** begin Given data **

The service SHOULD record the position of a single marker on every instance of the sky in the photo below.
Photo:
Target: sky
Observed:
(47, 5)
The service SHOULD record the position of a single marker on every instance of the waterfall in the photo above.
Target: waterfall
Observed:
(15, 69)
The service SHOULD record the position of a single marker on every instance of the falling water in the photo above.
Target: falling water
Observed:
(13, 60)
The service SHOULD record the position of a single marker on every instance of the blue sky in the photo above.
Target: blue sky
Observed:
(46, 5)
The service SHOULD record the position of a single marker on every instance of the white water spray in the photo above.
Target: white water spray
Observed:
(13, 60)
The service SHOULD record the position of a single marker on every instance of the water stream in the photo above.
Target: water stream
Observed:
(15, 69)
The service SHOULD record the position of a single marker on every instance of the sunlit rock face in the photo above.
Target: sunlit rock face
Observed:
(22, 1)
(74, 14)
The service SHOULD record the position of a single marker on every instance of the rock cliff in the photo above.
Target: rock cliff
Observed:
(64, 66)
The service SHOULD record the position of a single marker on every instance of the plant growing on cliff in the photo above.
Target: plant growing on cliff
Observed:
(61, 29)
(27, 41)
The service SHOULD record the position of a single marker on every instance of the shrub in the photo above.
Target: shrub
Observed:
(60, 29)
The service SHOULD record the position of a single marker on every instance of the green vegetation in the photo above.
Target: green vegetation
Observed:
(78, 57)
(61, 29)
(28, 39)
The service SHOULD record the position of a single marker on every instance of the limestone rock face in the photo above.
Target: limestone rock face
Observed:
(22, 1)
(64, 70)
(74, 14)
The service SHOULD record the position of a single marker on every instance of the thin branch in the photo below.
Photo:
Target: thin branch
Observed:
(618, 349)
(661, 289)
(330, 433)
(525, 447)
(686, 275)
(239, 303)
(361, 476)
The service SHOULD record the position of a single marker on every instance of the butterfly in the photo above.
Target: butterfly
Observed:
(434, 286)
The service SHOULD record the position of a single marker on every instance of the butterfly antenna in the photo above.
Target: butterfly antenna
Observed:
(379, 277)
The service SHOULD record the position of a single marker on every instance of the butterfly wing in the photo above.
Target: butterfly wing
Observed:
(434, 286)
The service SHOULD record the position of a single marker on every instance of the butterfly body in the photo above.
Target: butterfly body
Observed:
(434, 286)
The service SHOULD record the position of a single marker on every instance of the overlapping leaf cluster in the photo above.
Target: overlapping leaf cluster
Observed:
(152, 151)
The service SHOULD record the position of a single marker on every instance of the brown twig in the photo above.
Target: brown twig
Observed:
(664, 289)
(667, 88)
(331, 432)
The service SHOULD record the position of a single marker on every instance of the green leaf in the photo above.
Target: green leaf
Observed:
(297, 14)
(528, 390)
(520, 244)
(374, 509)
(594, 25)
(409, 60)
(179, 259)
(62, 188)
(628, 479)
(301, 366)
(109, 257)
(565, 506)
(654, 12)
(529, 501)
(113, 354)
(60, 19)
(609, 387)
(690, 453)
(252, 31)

** end Given data **

Exercise brief:
Copy out the whole listing above word for word, keeping every line the same.

Result:
The service SHOULD record the position of a single marker on every instance of the sky in the photo below.
Photo:
Target: sky
Observed:
(47, 5)
The service SHOULD record the position of a single marker on every instance of the waterfall in the photo above.
Target: waterfall
Observed:
(15, 69)
The service SHOULD record the position of a single marker on every instance of the falling water in the photo above.
Target: falling water
Observed:
(13, 60)
The service SHOULD record the position of a single marker on every instance of the blue sky in the photo above.
Target: blue sky
Observed:
(46, 5)
The service SHOULD record the position of a single marker on every instance of the white water spray in the photo above.
Target: white water spray
Observed:
(13, 60)
The service SHOULD record the position of a single marker on every instance of the water stream in the photo above.
Target: water stream
Observed:
(15, 69)
The service SHOULD record the position of a single marker on every instance of the sunlit rock face in the photo above.
Target: sunlit rock face
Observed:
(22, 1)
(74, 14)
The service SHOULD record the position of a single marker on every instance of the rock cliff in the photo above.
Target: rock cliff
Observed:
(64, 66)
The service SHOULD record the position of a single marker on every instance of the plant growing on cliff in the photo above.
Target: plant growing on cliff
Observed:
(61, 29)
(27, 41)
The service SHOULD record the position of a single marker on every instance of the shrub in the photo above.
Target: shrub
Observed:
(60, 29)
The service SHOULD record the position of a single marker on every instance of the green vegetation in the photo above.
Target: green vegetation
Observed:
(78, 57)
(61, 29)
(28, 39)
The service SHOULD record the position of a single marker on every instance of the limestone rock face in the photo above.
Target: limestone rock face
Observed:
(22, 1)
(64, 70)
(74, 14)
The service SHOULD record the position of a single marker on every instance of the thin branch in the photo below.
Photo:
Target: thin branch
Observed:
(618, 349)
(661, 289)
(330, 433)
(525, 447)
(686, 275)
(239, 303)
(361, 476)
The service SHOULD record the position of a single marker on every instance of the butterfly in the photo above.
Target: butterfly
Observed:
(434, 286)
The service SHOULD record the position of a single marker on every instance of the butterfly antenna in the photo above.
Target: butterfly antenna
Observed:
(379, 277)
The service SHOULD record the position of a single marker on every instance of the butterfly wing in the photo above.
Target: butterfly wing
Observed:
(434, 286)
The service SHOULD record the position of a single marker on every instance of the butterfly body in the photo above.
Target: butterfly body
Observed:
(434, 286)
The service SHOULD record the position of a single marker on every instance of the overlapping leaf cluster in the photo above.
Target: overlapping leaf cluster
Observed:
(152, 151)
The service SHOULD record the position of a single marker on every instance of the brown twig in the photo above.
Target: brown twig
Observed:
(664, 289)
(667, 88)
(331, 432)
The service SHOULD record the position of a single marker on every instance of the green leaf in the photo above.
Target: green leaf
Observed:
(297, 14)
(528, 390)
(520, 244)
(374, 509)
(594, 25)
(409, 60)
(179, 259)
(62, 188)
(628, 479)
(301, 366)
(109, 257)
(565, 506)
(654, 12)
(529, 501)
(113, 354)
(60, 19)
(609, 387)
(690, 453)
(252, 31)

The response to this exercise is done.